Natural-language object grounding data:
..............................
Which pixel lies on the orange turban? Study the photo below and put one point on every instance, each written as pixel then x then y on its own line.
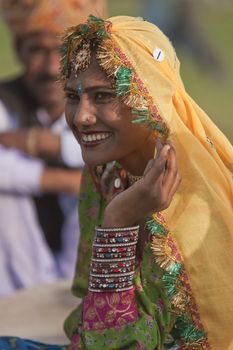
pixel 26 16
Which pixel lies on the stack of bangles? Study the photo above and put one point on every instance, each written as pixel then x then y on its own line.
pixel 113 259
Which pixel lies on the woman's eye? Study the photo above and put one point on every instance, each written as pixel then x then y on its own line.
pixel 72 96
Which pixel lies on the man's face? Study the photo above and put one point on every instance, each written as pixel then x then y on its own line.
pixel 39 54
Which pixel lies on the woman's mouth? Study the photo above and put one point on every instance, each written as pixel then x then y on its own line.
pixel 91 139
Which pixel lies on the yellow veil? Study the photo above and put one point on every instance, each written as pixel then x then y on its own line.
pixel 200 215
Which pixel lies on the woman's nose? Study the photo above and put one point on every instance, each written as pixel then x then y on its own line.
pixel 85 114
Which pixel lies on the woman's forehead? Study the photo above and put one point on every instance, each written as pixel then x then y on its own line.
pixel 94 73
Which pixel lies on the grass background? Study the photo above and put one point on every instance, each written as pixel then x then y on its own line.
pixel 213 93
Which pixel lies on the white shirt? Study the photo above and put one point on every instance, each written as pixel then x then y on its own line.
pixel 25 258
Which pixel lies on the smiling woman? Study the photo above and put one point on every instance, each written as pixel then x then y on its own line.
pixel 102 123
pixel 149 280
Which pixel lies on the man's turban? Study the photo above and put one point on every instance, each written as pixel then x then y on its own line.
pixel 26 16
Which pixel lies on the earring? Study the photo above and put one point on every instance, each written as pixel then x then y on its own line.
pixel 80 89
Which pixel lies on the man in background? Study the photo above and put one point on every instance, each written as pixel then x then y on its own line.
pixel 40 162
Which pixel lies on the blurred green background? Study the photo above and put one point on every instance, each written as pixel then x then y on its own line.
pixel 213 92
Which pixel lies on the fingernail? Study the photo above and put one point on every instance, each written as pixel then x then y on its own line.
pixel 167 147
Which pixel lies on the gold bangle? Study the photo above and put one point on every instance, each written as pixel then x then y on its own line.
pixel 31 143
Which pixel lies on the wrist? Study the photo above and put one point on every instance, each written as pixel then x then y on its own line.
pixel 113 259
..............................
◆ **EXERCISE**: Your answer must restate the entries word for word and contain no pictures.

◆ **EXPECTED ANSWER**:
Which pixel lies on the orange turban? Study the photo below and put one point on every instance, each written as pixel then x then y on its own line.
pixel 26 16
Which pixel lies on the stack of bangles? Study the photo above and put one point on every instance, each written as pixel then x then y on its own line.
pixel 113 259
Which pixel lies on the woman's eye? Study the photo above and put one point on every instance, each written as pixel then x then y on its own line.
pixel 72 96
Which pixel lies on the man's face? Study the photo above and put one point on every instance, each written as pixel then x then y on its own line.
pixel 39 54
Which pixel lies on the woman's mouth? Study the photo above and put one point on every instance, each written as pixel then x then y on its own line.
pixel 91 139
Which pixel lies on the yellow veil? Study the photo above and put one point on every instance, each written as pixel then x then y on its own line.
pixel 200 215
Which pixel lies on the woman's nose? Study the photo above and put one point on every instance, each written as pixel then x then y on its own line.
pixel 85 114
Which pixel lies on the woman's forehead? Study the photo above and put one point on every instance, each written as pixel then x then y on its own line.
pixel 94 73
Which pixel lies on the grass background? Study the photo above and put one point on every instance, each written as pixel then x then y on its own line.
pixel 213 93
Which pixel lies on the white shirt? Study the photo above and put one point on every instance, each written as pixel then x then y on its own line.
pixel 25 258
Which pixel lies on the smiling woman? Study the photo above and put one point on every instance, each written as pixel then x then y on its own line.
pixel 102 123
pixel 149 280
Which pixel lies on the man's turban? Study the photo above and put one point on every instance, each written as pixel then x then y on its own line.
pixel 26 16
Which pixel lies on the earring? Study the photo above and put one point on every instance, each written as pixel then x then y on its own line.
pixel 80 89
Which pixel lies on the man in background? Study the photo above and put one point on every instance, each written as pixel then x then y on its own line.
pixel 40 162
Which pixel lies on the blurred green background? Study the photo above and put one point on every instance, each written as pixel then x then y on its own line.
pixel 213 92
Which pixel lies on the fingernail? Study the photo above and put one point on every instance, each written as pixel then x then y on its own line.
pixel 167 147
Which pixel lies on the gold bangle? Study the photo above and put one point on every instance, each written as pixel then x then y on its own line.
pixel 31 143
Which pixel lies on the wrist? Study the photo above and put one point on every instance, each written as pixel then x then y on its own line.
pixel 113 259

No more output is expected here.